Article
Mary Carvellas (May 3, 1924 – October 18, 2013), better known as Mary Carver, was an American actress whose career spanned more than 60 years. She may be best known for her role as matriarch Cecilia Simon on the series Simon & Simon appearing in 153 episodes from 1981 to 1989 over eight seasons.

Early life
Carver was born in Los Angeles, the daughter of John and Carmen (née Delmar) Carvellas. Carver graduated from Hollywood High School and City College.

Career
Carver appeared in the Broadway production of Out West of Eighth in 1951. She appeared on Broadway in The Shadow Box in 1977 and in Fifth of July during the 1980s.

Her films included From Here to Eternity (1953), Pay or Die (1960), I Never Promised You a Rose Garden (1977), Protocol (1984), Best Seller (1987), Arachnophobia (1990), and Safe (1995).

Her television roles included Simon & Simon, The Donna Reed Show, ER, The Guardian, Gunsmoke (1956 title character-“Anne” - in “Chester’s Mail Order Bride” - S1E34), Lou Grant, Lux Video Theatre, The Man from U.N.C.L.E., Mannix, Mary Hartman, Mary Hartman, McCloud, Quincy, M.E., The Rockford Files, Star Trek: Enterprise, and The Twilight Zone.

Short exercise 1
From the Mary Carver article, write out the passage from "Mary Carvellas (May" up to and including "over eight seasons.".
Short exercise 2
Which films does the Mary Carver article name among her work? List every one.

Supplied information

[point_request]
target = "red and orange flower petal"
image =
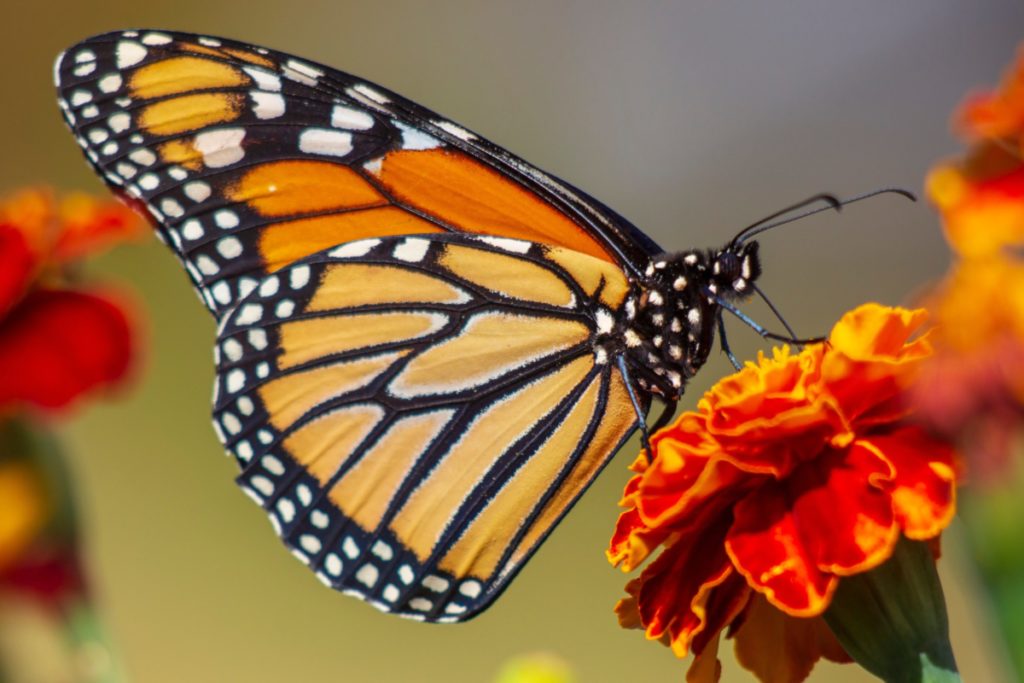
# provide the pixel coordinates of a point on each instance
(767, 418)
(25, 509)
(676, 590)
(59, 344)
(765, 546)
(923, 489)
(780, 648)
(16, 266)
(998, 114)
(33, 212)
(90, 225)
(981, 201)
(870, 360)
(844, 518)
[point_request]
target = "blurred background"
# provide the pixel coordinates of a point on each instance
(691, 119)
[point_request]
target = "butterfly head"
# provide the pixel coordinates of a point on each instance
(734, 269)
(673, 330)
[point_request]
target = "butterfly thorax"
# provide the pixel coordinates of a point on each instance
(669, 322)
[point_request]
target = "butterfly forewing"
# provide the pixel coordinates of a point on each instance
(417, 413)
(250, 160)
(407, 366)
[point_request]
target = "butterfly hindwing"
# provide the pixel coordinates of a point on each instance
(417, 413)
(250, 160)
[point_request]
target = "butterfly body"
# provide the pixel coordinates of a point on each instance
(421, 337)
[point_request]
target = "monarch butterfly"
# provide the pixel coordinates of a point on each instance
(426, 348)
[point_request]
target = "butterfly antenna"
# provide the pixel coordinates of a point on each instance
(830, 200)
(763, 224)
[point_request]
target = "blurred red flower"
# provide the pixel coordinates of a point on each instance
(57, 339)
(793, 472)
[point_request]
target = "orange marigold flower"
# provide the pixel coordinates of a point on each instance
(973, 389)
(792, 473)
(57, 341)
(982, 197)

Right answer 1
Mary Carvellas (May 3, 1924 – October 18, 2013), better known as Mary Carver, was an American actress whose career spanned more than 60 years. She may be best known for her role as matriarch Cecilia Simon on the series Simon & Simon appearing in 153 episodes from 1981 to 1989 over eight seasons.

Right answer 2
From Here to Eternity (1953)
Pay or Die (1960)
I Never Promised You a Rose Garden (1977)
Protocol (1984)
Best Seller (1987)
Arachnophobia (1990)
Safe (1995)